→ REQUIRED TASK
Copy each of the saved entries below line for line, with no changes.

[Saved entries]
....

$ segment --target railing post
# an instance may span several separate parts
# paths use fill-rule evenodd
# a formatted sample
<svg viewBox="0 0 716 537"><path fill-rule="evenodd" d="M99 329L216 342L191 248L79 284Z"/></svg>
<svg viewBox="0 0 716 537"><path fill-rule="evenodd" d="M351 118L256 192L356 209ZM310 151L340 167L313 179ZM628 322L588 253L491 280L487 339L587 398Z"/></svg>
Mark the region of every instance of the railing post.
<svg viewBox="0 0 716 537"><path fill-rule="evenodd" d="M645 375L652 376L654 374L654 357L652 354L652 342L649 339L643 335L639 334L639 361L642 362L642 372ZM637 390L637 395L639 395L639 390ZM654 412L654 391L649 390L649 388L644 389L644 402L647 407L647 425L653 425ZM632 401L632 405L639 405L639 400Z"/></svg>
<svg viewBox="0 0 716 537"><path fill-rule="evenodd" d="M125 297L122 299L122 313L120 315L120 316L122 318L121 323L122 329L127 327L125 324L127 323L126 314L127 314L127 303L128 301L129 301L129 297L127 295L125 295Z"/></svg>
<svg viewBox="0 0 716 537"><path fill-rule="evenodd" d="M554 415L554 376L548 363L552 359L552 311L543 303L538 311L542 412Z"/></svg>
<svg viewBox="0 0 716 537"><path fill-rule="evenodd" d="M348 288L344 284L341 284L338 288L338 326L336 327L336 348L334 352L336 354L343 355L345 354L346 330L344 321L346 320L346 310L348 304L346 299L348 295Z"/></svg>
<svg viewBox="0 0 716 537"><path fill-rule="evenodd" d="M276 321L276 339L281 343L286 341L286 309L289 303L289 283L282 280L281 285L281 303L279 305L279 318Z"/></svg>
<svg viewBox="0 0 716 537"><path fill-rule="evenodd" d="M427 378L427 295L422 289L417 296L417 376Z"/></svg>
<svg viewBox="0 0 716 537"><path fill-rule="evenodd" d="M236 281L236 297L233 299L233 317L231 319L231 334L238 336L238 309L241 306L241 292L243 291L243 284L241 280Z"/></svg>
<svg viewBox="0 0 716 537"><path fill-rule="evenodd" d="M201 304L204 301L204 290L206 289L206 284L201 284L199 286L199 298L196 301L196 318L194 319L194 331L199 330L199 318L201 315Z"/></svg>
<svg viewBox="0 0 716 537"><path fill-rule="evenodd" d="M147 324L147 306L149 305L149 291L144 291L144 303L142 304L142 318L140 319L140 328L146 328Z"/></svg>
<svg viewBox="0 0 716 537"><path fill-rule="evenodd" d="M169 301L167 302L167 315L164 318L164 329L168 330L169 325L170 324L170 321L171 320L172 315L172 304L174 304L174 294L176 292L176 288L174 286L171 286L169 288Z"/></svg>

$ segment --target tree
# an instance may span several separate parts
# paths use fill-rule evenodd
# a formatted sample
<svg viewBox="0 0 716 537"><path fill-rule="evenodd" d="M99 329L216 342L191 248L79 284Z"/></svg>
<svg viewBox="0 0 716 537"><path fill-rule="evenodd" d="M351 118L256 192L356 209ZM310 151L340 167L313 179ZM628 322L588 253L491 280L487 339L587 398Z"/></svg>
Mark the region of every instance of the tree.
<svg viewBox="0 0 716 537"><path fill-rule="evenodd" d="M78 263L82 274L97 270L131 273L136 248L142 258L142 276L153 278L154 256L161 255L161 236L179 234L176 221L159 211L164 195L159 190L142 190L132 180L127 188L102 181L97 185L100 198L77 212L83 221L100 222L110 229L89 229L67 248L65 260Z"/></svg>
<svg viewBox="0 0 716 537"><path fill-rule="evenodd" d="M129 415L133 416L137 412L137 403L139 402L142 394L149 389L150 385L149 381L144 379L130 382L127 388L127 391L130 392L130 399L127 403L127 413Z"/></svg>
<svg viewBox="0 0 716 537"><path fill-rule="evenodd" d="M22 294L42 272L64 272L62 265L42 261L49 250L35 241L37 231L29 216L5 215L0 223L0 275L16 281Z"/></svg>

....

→ OUTPUT OF THE EXERCISE
$ segment --target railing post
# an instance may span several separate parts
# paths use fill-rule evenodd
# a formatted sample
<svg viewBox="0 0 716 537"><path fill-rule="evenodd" d="M99 329L216 342L191 248L79 284Z"/></svg>
<svg viewBox="0 0 716 537"><path fill-rule="evenodd" d="M351 118L256 192L356 209ZM310 151L340 167L313 179ZM628 322L588 253L491 280L487 339L587 398Z"/></svg>
Mark the region of every instance of the railing post.
<svg viewBox="0 0 716 537"><path fill-rule="evenodd" d="M645 375L652 376L654 374L654 357L652 354L652 342L649 339L643 335L639 334L639 361L642 362L642 372ZM637 390L637 395L639 395L639 390ZM654 412L654 391L649 390L649 388L644 389L644 402L647 407L647 425L653 425ZM632 401L632 405L639 405L639 400Z"/></svg>
<svg viewBox="0 0 716 537"><path fill-rule="evenodd" d="M125 297L122 299L122 313L120 315L120 316L122 318L121 323L122 329L127 327L125 324L127 323L126 314L127 314L127 303L128 301L129 301L129 297L127 295L125 295Z"/></svg>
<svg viewBox="0 0 716 537"><path fill-rule="evenodd" d="M554 415L554 376L548 363L552 359L552 311L543 303L538 311L542 412Z"/></svg>
<svg viewBox="0 0 716 537"><path fill-rule="evenodd" d="M348 288L344 284L341 284L338 288L338 326L336 327L336 348L334 352L336 354L343 355L345 354L346 330L344 321L346 320L346 310L348 304L346 299L348 295Z"/></svg>
<svg viewBox="0 0 716 537"><path fill-rule="evenodd" d="M276 321L276 339L281 343L286 341L286 309L289 303L289 283L282 280L281 285L281 303L279 305L279 318Z"/></svg>
<svg viewBox="0 0 716 537"><path fill-rule="evenodd" d="M427 378L427 295L422 289L417 296L417 376Z"/></svg>
<svg viewBox="0 0 716 537"><path fill-rule="evenodd" d="M236 281L236 297L233 299L233 317L231 319L231 334L238 336L238 309L241 306L241 292L243 291L243 284L241 280Z"/></svg>
<svg viewBox="0 0 716 537"><path fill-rule="evenodd" d="M201 304L204 301L204 290L206 289L206 284L201 284L199 286L199 298L196 301L196 318L194 319L194 331L199 330L199 318L201 315Z"/></svg>
<svg viewBox="0 0 716 537"><path fill-rule="evenodd" d="M147 324L147 306L149 305L149 291L144 291L144 303L142 304L142 318L140 319L140 328L146 328Z"/></svg>
<svg viewBox="0 0 716 537"><path fill-rule="evenodd" d="M169 301L167 302L167 315L164 318L164 329L168 330L169 325L170 324L170 321L171 320L172 315L172 304L174 304L174 294L176 292L176 288L174 286L171 286L169 288Z"/></svg>

$ segment --target tree
# an instance may span several separate parts
# paths use fill-rule evenodd
# a formatted sample
<svg viewBox="0 0 716 537"><path fill-rule="evenodd" d="M99 329L216 342L191 248L79 284Z"/></svg>
<svg viewBox="0 0 716 537"><path fill-rule="evenodd" d="M351 118L256 192L356 209ZM310 151L340 167L313 179ZM628 322L588 253L491 280L487 339L587 398Z"/></svg>
Mark the region of every instance of the tree.
<svg viewBox="0 0 716 537"><path fill-rule="evenodd" d="M78 263L82 274L97 270L131 273L136 248L142 258L142 276L153 278L154 256L161 255L161 236L179 234L176 221L159 211L164 195L159 190L142 190L132 180L127 188L102 181L97 185L100 198L77 212L83 221L100 222L110 229L89 229L67 248L65 260Z"/></svg>
<svg viewBox="0 0 716 537"><path fill-rule="evenodd" d="M129 415L133 416L137 412L137 403L139 402L142 394L149 389L150 385L149 381L144 379L130 382L127 388L127 391L130 392L130 399L127 403L127 413Z"/></svg>
<svg viewBox="0 0 716 537"><path fill-rule="evenodd" d="M22 294L42 272L64 272L62 265L42 261L49 250L35 241L37 231L29 216L5 215L0 223L0 275L16 281Z"/></svg>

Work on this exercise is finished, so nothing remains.